Extract
%%
I'm trying to create a Regex usuable in C# that will allow me to take a list of single letters and/or letter groups and ensure that a word is only comprised of items from that list. For instance:
- 'a' would match 'a', 'aa', 'aaa', but not 'ab'
- 'a b' would match 'a', 'ab', 'abba', 'b', but not 'abc'
- 'a b abc' would match 'a', 'ab', 'abc', 'aabc', 'baabc', but not 'ababac'
I thought something of the form
(a|b|abc)*
would work, but it incorrectly matches the last term. Here's the code I'm testing with:
[Fact]
public void TestRegex()
%%
Task prompt
Reproduce part of the regex question word for word, starting at the words that contain "I'm trying to" and stopping after "public void TestRegex()". The records aren't needed.

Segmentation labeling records
%%
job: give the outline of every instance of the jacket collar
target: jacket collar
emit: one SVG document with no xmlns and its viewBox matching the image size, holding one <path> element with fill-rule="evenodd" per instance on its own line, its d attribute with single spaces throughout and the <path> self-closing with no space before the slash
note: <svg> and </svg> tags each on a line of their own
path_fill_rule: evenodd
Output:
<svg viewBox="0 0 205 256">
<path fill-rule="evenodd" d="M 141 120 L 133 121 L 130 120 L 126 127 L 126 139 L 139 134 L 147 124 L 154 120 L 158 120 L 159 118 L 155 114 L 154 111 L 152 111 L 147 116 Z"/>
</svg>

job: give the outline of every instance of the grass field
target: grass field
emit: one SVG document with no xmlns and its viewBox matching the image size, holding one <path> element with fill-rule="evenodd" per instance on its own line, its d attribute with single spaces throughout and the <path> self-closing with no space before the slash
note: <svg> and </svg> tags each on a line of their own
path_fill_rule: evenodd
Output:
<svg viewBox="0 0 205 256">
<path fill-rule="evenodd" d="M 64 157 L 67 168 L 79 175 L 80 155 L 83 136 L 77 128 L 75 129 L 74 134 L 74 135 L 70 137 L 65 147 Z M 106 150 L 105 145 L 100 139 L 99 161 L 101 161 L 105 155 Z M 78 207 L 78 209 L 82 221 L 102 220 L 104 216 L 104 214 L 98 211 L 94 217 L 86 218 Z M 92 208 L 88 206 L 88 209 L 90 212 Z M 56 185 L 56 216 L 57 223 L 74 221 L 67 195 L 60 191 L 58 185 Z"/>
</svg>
%%
%%
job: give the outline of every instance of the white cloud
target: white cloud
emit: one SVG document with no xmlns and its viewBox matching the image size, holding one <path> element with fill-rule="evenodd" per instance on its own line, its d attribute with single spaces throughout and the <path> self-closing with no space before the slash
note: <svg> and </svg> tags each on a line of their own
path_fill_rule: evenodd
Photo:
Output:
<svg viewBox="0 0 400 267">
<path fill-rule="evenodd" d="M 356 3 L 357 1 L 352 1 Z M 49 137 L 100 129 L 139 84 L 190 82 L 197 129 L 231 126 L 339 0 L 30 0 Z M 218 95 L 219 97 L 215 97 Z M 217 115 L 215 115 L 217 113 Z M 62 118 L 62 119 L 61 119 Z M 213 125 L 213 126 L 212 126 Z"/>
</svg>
%%
Answer
I'm trying to create a Regex usuable in C# that will allow me to take a list of single letters and/or letter groups and ensure that a word is only comprised of items from that list. For instance:
- 'a' would match 'a', 'aa', 'aaa', but not 'ab'
- 'a b' would match 'a', 'ab', 'abba', 'b', but not 'abc'
- 'a b abc' would match 'a', 'ab', 'abc', 'aabc', 'baabc', but not 'ababac'
I thought something of the form
(a|b|abc)*
would work, but it incorrectly matches the last term. Here's the code I'm testing with:
[Fact]
public void TestRegex()